WORK TASK -> In this exercise, reproduce all the entries that follow exactly.

DATA SHOWN ->
········
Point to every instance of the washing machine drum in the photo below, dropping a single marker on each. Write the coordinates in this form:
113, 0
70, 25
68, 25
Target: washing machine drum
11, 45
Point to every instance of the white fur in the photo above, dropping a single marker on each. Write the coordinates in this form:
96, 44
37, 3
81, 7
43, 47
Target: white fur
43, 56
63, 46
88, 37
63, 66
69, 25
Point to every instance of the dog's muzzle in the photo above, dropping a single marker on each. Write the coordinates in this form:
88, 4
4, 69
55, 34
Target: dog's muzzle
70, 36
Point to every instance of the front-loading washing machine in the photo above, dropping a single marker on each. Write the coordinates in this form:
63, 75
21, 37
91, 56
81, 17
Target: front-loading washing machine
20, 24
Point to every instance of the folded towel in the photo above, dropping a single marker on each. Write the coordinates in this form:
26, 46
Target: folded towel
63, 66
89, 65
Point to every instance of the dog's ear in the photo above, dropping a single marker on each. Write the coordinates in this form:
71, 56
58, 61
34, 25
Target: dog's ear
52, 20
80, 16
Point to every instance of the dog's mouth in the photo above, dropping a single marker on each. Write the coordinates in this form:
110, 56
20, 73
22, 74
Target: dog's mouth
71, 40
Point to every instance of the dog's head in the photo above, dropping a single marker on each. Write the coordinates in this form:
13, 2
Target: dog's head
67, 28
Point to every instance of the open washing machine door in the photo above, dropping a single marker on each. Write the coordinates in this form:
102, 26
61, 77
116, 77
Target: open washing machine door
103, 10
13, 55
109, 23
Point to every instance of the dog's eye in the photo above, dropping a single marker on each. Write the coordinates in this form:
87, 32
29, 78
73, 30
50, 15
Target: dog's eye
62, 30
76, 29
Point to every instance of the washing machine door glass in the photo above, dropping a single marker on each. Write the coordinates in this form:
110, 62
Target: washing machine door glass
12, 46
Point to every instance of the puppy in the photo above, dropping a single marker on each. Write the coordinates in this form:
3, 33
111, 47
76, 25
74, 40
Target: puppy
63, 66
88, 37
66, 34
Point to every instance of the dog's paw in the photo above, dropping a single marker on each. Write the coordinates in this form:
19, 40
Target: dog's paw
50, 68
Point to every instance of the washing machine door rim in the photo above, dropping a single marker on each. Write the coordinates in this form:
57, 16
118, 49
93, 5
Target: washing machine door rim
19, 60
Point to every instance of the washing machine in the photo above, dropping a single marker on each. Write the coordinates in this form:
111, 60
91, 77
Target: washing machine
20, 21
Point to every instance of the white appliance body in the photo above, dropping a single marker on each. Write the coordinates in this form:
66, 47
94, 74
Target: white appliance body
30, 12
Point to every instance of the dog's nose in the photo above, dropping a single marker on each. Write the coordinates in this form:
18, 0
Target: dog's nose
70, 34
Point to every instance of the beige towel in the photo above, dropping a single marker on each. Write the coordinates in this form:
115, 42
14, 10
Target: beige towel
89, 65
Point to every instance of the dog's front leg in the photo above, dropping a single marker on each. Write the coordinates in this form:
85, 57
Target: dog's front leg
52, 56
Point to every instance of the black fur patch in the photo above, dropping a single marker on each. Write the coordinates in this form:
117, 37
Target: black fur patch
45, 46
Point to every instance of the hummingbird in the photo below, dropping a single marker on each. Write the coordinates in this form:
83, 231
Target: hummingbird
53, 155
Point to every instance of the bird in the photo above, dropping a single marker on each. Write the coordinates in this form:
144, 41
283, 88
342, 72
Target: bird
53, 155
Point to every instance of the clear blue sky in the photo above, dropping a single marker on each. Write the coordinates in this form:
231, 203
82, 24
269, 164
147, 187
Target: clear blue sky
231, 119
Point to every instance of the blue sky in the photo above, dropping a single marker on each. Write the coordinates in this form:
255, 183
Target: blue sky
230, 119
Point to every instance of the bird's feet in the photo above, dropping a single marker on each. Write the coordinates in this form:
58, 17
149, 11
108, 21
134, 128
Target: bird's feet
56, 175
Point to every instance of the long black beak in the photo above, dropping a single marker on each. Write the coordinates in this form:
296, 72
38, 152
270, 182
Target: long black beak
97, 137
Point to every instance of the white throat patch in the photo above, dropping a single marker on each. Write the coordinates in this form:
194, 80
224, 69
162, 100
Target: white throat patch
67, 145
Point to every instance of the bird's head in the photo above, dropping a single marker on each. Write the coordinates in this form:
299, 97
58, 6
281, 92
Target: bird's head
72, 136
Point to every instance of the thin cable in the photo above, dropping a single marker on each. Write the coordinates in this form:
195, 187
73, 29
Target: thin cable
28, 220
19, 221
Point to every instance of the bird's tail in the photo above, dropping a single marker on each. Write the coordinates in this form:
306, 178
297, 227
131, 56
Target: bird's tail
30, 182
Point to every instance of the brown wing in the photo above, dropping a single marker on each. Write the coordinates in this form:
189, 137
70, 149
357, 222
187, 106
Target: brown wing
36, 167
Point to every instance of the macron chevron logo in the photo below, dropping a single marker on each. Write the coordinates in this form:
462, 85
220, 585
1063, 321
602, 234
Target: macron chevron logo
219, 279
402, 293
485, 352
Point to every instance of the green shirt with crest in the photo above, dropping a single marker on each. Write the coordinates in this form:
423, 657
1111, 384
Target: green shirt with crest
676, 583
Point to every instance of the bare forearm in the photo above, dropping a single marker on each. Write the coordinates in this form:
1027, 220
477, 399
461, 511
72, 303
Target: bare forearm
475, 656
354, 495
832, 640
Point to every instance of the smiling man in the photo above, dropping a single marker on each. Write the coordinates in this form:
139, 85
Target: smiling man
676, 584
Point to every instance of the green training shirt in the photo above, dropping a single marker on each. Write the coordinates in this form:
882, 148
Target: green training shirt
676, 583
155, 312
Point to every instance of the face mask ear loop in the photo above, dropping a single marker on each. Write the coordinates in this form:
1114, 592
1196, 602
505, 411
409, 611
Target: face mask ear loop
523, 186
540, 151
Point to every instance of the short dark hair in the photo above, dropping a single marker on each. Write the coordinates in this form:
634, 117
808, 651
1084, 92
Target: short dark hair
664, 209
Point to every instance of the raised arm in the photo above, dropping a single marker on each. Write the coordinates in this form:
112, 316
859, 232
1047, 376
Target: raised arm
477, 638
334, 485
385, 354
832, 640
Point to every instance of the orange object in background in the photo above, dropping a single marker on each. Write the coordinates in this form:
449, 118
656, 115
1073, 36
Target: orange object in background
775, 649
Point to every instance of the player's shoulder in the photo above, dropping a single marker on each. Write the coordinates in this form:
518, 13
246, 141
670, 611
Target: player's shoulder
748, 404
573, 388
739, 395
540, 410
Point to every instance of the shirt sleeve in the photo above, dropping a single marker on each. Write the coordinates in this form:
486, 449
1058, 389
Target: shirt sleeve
········
RESPONSE FOR THIS EXERCISE ->
Point to every instance of the washing machine drum in the photo below, dropping a single marker on each. Write the coordinates in this form:
113, 0
70, 25
68, 25
Target: washing machine drum
11, 45
Point to every instance of the white fur in the photo above, dropping a single marker on each. Write the coordinates in this form:
96, 44
37, 3
81, 7
43, 47
Target: white fur
43, 56
63, 46
88, 37
63, 66
69, 25
Point to every instance of the dog's muzzle in the photo above, dropping a single marker on each. Write the coordinates in this form:
88, 4
4, 69
55, 34
Target: dog's muzzle
70, 36
Point to every instance of the front-loading washing machine in the photo above, dropping a single marker on each. Write the coordinates in this form:
63, 75
21, 37
91, 56
81, 17
Target: front-loading washing machine
20, 24
Point to every instance of the folded towel in the photo above, dropping a single marker on each. Write the coordinates in this form:
26, 46
Target: folded towel
63, 66
89, 65
Point to every instance of the dog's ear in the photo above, dropping a single marker on each. Write the coordinates in this form:
71, 56
58, 61
34, 25
Target: dog's ear
52, 20
80, 16
Point to every instance of the dog's mouth in the photo above, dropping a single marker on each. Write the coordinates in this form:
110, 56
20, 73
22, 74
Target: dog's mouth
71, 40
Point to every instance of the dog's head in the photo above, dropping a single marker on each. Write the coordinates in this form:
13, 2
Target: dog's head
67, 28
Point to every instance of the open washing machine door in the photo above, dropping a single marker on each. Write the coordinates in this form:
102, 26
61, 77
116, 77
Target: open washing machine door
103, 10
13, 55
109, 23
Point to every instance of the dog's eye in the photo above, dropping a single marker on each. Write the coordinates in this form:
87, 32
29, 78
73, 30
50, 15
Target: dog's eye
62, 30
76, 29
Point to every instance of the washing machine door glass in the photo above, dropping a single marker on each. Write the coordinates in this form:
110, 62
Target: washing machine door glass
12, 46
Point to every instance of the puppy in the photo above, dropping a single marker on each. Write the coordinates in this form:
3, 33
111, 47
76, 25
74, 40
Target: puppy
63, 66
88, 37
66, 34
Point to every instance of the dog's paw in the photo above, dropping a single marker on each. Write the coordinates in this form:
19, 40
Target: dog's paw
50, 68
Point to every instance of the washing machine door rim in the photo above, dropping a single marker on each. Write the coordinates in this form:
57, 16
118, 49
93, 5
Target: washing machine door rim
19, 60
Point to every instance of the washing machine in the photo above, dropping a single marker on each. Write the coordinates in this form:
111, 60
91, 77
Target: washing machine
20, 21
Point to every instance of the white appliance body in the photo above, dropping a single marker on each. Write the coordinates in this form:
66, 47
94, 74
Target: white appliance body
30, 12
Point to every instance of the dog's nose in the photo above, dropping a single marker on each. Write the coordinates in this form:
18, 0
Target: dog's nose
70, 34
Point to every instance of the beige towel in the photo above, dropping a single marker on each. Write the coordinates in this form:
115, 42
14, 10
Target: beige towel
89, 65
Point to every instance of the dog's front leg in the photo above, dropping a single marker on each. Write the coordinates in this form:
85, 57
Target: dog's front leg
52, 56
Point to every instance of the black fur patch in the photo above, dropping a single marker on each. Write the coordinates in this form:
117, 37
Target: black fur patch
45, 46
Point to every instance of the hummingbird in the photo below, dropping a single marker on each. Write the coordinates in this form:
83, 231
Target: hummingbird
53, 155
Point to every instance of the bird in the photo above, dropping a single marker on each. Write the coordinates in this form:
144, 41
283, 88
342, 72
Target: bird
53, 155
Point to every instance of the clear blue sky in the photo above, dropping a single marker on each. Write the coordinates in this form:
231, 203
82, 24
269, 164
147, 187
Target: clear blue sky
231, 119
Point to every instance of the blue sky in the photo above, dropping a single marker on each. Write the coordinates in this form:
255, 183
Target: blue sky
230, 119
Point to every instance of the bird's feet in the photo above, dropping a single marker on each. Write the coordinates in this form:
58, 17
149, 11
108, 21
134, 128
Target: bird's feet
56, 175
Point to every instance of the long black beak in the photo above, dropping a single marker on each. Write the coordinates in this form:
296, 72
38, 152
270, 182
Target: long black beak
97, 137
Point to every instance of the white throat patch in the photo above, dropping a single marker on each. Write the coordinates in this form:
194, 80
224, 69
162, 100
Target: white throat patch
67, 145
Point to every instance of the bird's head in the photo above, dropping a single marker on each. Write the coordinates in this form:
299, 97
58, 6
281, 92
Target: bird's head
72, 136
Point to every instance of the thin cable in the photo above, dropping a single marker on each. Write the coordinates in this form:
195, 187
73, 29
Target: thin cable
28, 220
19, 221
Point to every instance of the bird's tail in the photo above, dropping a single marker on each. Write the coordinates in this form:
306, 178
297, 227
131, 56
Target: bird's tail
30, 182
Point to every instance of the brown wing in the photo above, dropping a single marker on each. Write the coordinates in this form:
189, 137
70, 149
357, 222
187, 106
Target: brown wing
36, 167
Point to every instance of the macron chevron logo in the photo below, dropping a single marker on each. Write the coordinates in this form:
462, 85
220, 585
1063, 321
602, 234
Target: macron chevron logo
219, 279
402, 293
485, 352
Point to every instance of the green shirt with crest in the photo above, dropping a single marker on each. Write the coordinates in this form:
423, 657
1111, 384
Target: green shirt with crest
676, 583
Point to every instance of the bare forearm in the photo above, dropping a single marker on each. Write the coordinates in this form:
1027, 220
477, 399
461, 511
72, 303
Target: bare forearm
475, 656
354, 495
832, 640
Point to every instance of the smiling man in the photo above, dropping a single marker on each. Write the coordinates in this form:
139, 85
Target: smiling man
676, 584
Point to every instance of the green training shirt in the photo above, dropping a single marker on each. Write the coordinates in this form:
882, 148
Target: green training shirt
676, 583
155, 312
Point to every instance of the face mask ear loop in the photo above, dropping a single marker on each. Write the coordinates in this form:
1114, 592
1196, 602
505, 411
409, 611
Target: face mask ear loop
523, 186
540, 151
Point to every instance of the short dark hair in the photo above, dropping a single marker on each. Write the coordinates in this form:
634, 117
808, 651
1084, 92
Target: short dark hair
664, 209
Point to every instance of the raised arm in the photo above, dropping a single marker on each. Write the coordinates in this form:
112, 316
859, 232
1047, 376
Target: raised arm
477, 638
334, 485
385, 354
832, 640
Point to every instance of the orange object in background in the photo above, dropping a single marker on each. Write the coordinates in this form:
449, 118
656, 115
1073, 36
Target: orange object in background
775, 649
Point to every instance of the player's shoulder in the photo above, dropping a single marker on each. Write the coordinates in this form:
518, 13
246, 141
670, 611
Target: player's shoulder
748, 404
573, 388
739, 395
540, 410
Point to every instance of the shirt sleeve in the photo above, dropping a single marker on each. Write the coordinates in this form:
486, 449
1058, 389
Target: shirt sleeve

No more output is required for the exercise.